**TASK INPUT**
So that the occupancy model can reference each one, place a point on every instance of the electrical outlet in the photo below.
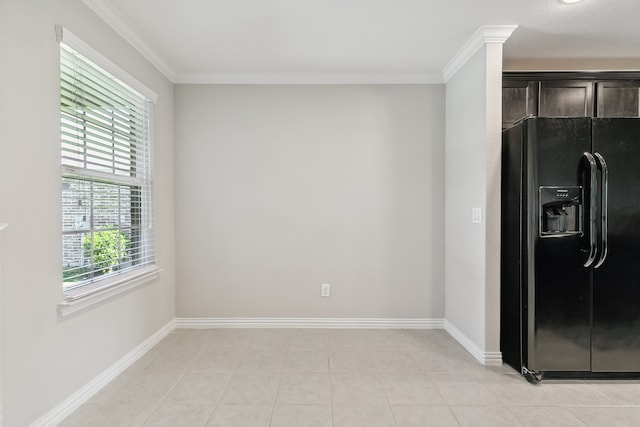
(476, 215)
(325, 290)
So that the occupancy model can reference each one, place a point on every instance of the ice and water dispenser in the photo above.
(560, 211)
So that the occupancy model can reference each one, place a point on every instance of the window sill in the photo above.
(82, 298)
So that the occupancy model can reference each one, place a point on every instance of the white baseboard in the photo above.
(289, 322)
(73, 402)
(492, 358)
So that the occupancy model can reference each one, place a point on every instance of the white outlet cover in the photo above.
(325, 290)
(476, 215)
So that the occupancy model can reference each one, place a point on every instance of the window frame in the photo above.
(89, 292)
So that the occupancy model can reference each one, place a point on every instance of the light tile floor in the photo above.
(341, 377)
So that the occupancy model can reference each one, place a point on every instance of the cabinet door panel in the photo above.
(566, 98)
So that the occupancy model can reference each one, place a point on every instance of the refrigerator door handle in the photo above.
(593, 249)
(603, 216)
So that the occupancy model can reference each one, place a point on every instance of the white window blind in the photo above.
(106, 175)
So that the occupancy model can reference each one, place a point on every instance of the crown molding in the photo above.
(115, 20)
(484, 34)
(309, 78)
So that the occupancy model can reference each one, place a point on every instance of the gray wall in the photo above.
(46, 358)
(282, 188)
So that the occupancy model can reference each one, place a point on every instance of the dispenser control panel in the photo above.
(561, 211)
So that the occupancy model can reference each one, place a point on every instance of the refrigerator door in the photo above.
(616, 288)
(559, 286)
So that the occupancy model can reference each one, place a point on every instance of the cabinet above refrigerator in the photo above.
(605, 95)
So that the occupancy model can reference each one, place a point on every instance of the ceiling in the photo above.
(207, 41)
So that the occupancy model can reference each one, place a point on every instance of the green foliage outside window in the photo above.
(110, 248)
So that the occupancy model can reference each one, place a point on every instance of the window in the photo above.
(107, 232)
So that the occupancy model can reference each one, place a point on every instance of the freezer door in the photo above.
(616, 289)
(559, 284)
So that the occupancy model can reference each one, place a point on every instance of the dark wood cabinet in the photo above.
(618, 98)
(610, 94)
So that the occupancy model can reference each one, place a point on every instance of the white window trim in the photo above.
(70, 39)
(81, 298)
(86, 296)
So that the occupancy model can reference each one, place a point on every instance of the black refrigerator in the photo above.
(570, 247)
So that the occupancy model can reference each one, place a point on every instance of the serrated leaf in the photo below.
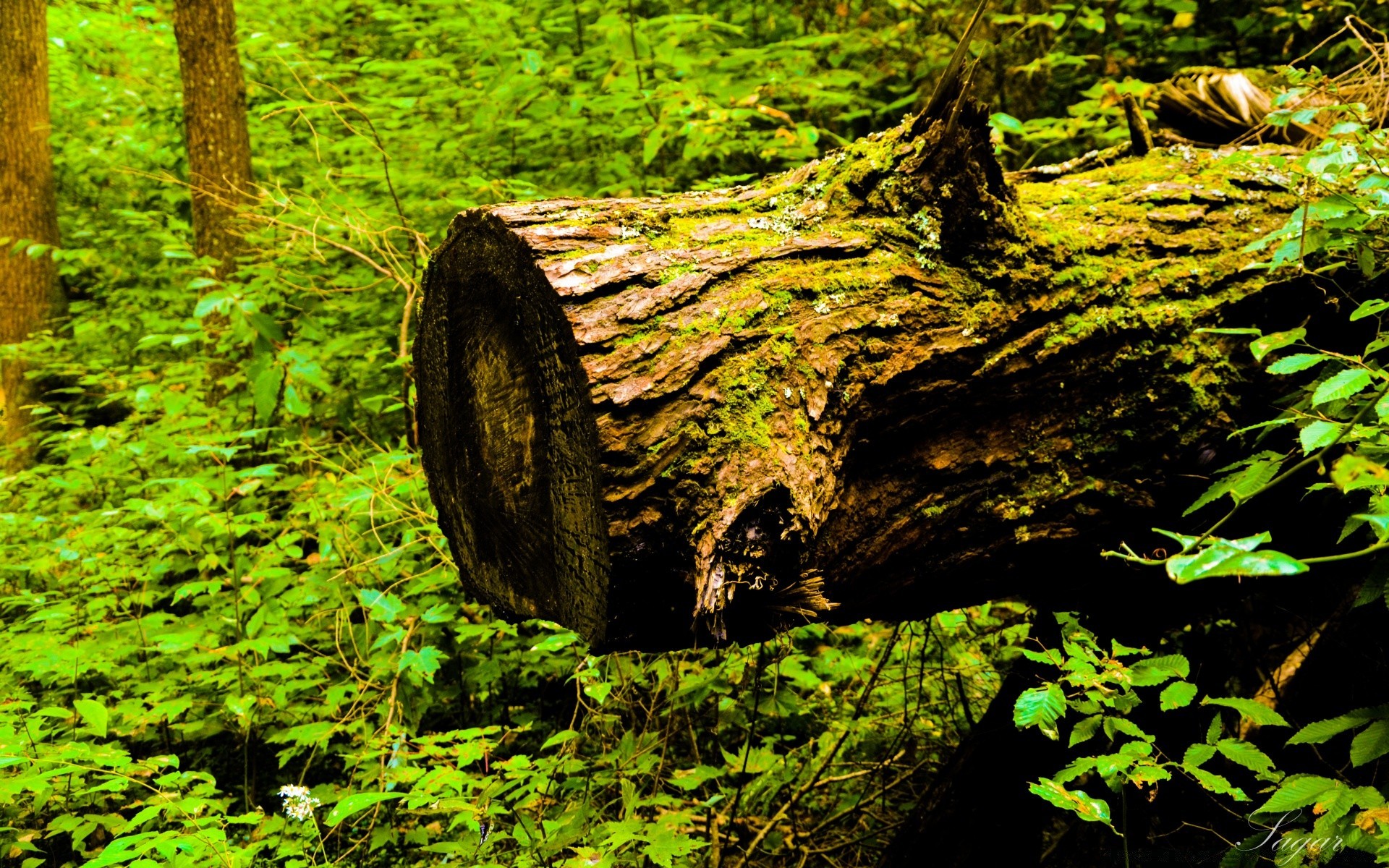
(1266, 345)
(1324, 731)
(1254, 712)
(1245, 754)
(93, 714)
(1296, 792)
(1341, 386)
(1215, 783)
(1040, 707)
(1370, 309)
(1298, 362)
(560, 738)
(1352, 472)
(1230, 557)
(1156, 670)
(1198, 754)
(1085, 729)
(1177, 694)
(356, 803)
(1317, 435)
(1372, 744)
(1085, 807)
--
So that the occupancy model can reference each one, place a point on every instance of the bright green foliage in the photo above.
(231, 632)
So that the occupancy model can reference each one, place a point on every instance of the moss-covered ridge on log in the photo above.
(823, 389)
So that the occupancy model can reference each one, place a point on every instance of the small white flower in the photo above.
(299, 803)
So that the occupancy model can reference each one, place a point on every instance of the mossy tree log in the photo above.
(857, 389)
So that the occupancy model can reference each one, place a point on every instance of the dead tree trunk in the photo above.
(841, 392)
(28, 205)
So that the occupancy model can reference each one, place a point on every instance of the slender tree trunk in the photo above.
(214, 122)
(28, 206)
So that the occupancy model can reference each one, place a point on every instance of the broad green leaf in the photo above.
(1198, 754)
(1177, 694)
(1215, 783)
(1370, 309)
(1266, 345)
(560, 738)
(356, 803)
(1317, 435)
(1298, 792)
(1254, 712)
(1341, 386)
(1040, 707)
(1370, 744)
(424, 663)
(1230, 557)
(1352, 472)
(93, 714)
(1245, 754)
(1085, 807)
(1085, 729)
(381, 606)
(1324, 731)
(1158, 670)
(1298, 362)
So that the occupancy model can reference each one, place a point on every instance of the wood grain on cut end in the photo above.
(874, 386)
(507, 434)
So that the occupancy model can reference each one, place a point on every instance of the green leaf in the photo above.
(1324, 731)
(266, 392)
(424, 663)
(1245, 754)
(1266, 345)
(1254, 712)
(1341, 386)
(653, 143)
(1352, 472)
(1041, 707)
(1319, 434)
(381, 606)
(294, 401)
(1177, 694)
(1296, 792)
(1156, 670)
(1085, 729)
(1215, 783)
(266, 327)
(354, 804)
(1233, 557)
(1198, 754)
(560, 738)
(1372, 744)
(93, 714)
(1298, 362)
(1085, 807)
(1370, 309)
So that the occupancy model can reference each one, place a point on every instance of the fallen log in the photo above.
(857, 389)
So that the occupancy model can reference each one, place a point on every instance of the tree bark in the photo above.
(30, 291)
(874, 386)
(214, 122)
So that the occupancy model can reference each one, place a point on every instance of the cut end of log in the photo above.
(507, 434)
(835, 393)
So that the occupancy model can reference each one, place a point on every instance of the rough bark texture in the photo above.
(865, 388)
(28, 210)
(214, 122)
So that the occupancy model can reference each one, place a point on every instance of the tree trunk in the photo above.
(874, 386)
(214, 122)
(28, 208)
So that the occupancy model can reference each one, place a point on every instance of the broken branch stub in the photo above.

**TASK STATEMENT**
Out of the data above, transcribe exactly and only the lines starting with the line that has "texture in the photo above." and going on through the line that has "stub in the photo above.", both included.

**RESPONSE FOR THIS EXERCISE**
So that the occupancy model can reference each one, place a point on every instance of the rough bark texture in the photo above.
(865, 388)
(28, 210)
(214, 122)
So that the occupancy model can reference each one, place a point on every instance of the tree trunk in the photo above.
(874, 386)
(214, 122)
(28, 208)
So that the occupancy model can reference each one, place a point on every instance of the broken branch stub in the photo above.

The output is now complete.